**Directive:**
Please gather every line of the material below that contains the string "willow", and copy each one out in full.
───── Given records
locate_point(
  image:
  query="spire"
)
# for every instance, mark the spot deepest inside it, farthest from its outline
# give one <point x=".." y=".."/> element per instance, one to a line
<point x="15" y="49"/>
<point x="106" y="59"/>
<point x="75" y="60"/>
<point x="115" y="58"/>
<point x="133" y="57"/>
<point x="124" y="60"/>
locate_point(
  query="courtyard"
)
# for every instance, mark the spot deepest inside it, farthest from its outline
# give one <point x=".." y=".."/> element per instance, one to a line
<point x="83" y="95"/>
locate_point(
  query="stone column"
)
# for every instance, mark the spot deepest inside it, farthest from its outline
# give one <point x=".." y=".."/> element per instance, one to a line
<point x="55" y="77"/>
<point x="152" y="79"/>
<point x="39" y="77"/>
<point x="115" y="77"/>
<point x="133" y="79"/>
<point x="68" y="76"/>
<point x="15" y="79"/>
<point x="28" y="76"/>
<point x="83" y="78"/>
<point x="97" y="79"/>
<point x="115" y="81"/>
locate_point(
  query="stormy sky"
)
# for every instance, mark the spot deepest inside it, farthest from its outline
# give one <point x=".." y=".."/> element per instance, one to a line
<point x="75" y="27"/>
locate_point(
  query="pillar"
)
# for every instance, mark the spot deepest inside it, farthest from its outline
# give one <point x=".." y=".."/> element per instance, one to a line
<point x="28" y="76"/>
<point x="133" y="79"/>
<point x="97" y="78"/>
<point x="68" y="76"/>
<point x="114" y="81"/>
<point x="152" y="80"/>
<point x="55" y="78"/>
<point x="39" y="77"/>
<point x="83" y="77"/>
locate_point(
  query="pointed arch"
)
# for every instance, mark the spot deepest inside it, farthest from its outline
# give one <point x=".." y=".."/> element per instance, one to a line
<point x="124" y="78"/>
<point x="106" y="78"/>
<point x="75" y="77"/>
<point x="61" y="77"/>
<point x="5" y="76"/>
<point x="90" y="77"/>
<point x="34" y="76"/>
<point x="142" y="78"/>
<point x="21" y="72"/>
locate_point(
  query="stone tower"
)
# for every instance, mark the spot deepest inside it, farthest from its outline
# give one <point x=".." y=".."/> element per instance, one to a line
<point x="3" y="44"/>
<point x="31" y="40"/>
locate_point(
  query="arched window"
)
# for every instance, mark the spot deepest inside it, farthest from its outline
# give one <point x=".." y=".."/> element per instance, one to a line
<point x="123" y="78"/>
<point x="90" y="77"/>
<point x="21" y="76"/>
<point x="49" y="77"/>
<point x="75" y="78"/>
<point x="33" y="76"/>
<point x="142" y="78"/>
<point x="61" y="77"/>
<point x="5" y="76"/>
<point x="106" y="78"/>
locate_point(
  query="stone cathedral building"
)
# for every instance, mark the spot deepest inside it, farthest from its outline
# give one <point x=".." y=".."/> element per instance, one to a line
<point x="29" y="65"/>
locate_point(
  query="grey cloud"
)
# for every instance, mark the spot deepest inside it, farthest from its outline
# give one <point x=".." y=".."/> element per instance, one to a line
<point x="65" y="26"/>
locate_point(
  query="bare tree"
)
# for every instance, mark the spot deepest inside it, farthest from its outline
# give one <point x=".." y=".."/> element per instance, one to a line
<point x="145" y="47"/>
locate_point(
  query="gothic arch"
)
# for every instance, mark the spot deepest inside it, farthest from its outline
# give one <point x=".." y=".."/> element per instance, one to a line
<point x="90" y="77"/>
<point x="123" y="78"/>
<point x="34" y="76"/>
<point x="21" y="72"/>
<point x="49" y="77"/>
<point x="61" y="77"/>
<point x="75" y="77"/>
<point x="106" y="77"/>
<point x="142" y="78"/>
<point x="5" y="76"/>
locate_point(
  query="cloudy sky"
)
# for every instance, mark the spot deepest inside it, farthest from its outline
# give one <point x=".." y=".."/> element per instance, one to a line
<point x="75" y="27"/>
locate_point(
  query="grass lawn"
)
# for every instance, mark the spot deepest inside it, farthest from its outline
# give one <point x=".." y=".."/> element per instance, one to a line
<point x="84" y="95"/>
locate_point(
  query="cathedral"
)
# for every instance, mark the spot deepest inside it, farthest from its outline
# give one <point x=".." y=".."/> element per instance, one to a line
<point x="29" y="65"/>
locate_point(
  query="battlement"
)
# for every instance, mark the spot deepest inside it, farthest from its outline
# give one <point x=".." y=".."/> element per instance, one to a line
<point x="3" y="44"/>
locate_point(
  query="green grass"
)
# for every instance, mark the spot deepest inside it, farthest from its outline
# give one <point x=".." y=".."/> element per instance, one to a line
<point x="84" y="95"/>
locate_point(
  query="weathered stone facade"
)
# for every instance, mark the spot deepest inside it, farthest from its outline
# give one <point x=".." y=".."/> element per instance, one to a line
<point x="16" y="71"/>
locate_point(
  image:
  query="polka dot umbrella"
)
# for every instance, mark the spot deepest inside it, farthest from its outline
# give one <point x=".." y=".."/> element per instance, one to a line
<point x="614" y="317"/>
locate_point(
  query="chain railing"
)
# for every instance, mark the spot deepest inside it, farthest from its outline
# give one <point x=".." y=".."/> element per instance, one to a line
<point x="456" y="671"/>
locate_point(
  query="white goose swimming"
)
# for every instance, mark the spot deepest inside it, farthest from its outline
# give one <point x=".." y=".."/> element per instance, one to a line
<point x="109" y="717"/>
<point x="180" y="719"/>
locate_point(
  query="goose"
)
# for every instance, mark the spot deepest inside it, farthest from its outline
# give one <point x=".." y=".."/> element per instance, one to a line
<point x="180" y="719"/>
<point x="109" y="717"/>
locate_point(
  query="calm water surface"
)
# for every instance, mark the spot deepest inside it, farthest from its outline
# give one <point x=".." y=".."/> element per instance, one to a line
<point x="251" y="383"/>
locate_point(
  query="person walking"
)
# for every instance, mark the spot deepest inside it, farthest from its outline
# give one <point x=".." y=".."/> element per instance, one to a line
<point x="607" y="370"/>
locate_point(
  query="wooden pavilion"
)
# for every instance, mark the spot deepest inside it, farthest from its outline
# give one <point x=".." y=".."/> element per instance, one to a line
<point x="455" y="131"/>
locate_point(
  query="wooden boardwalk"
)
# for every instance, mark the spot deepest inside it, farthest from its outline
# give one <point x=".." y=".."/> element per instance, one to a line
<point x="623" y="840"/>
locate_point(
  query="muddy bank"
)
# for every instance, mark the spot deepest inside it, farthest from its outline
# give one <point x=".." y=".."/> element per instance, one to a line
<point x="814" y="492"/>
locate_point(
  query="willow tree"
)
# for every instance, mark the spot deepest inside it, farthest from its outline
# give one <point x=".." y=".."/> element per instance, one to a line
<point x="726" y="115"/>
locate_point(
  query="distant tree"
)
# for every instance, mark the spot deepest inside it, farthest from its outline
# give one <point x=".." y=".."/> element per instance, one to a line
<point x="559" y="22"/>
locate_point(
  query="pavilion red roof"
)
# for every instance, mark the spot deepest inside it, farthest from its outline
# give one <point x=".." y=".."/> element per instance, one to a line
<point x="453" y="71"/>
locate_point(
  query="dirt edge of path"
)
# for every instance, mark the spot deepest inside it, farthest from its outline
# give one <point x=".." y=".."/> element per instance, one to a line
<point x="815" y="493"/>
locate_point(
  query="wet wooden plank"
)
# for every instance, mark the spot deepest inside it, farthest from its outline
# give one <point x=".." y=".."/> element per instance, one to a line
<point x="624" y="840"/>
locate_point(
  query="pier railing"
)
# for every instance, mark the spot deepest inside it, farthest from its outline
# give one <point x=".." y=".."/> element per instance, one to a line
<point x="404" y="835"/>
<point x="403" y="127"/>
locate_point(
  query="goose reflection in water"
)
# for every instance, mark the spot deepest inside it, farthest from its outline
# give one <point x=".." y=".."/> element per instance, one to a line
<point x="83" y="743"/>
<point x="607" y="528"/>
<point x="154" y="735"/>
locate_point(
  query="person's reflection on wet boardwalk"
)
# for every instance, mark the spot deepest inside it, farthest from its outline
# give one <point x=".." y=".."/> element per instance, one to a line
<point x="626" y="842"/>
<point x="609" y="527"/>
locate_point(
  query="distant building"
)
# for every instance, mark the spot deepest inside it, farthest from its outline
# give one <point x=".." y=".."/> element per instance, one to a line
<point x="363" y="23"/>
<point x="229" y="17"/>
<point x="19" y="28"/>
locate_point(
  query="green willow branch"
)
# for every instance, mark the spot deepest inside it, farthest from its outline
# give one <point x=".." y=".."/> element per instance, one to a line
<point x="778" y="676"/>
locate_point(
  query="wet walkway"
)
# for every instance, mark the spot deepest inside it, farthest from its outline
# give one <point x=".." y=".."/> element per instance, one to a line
──────────
**Result of the exercise:**
  query="willow tree"
  query="green willow branch"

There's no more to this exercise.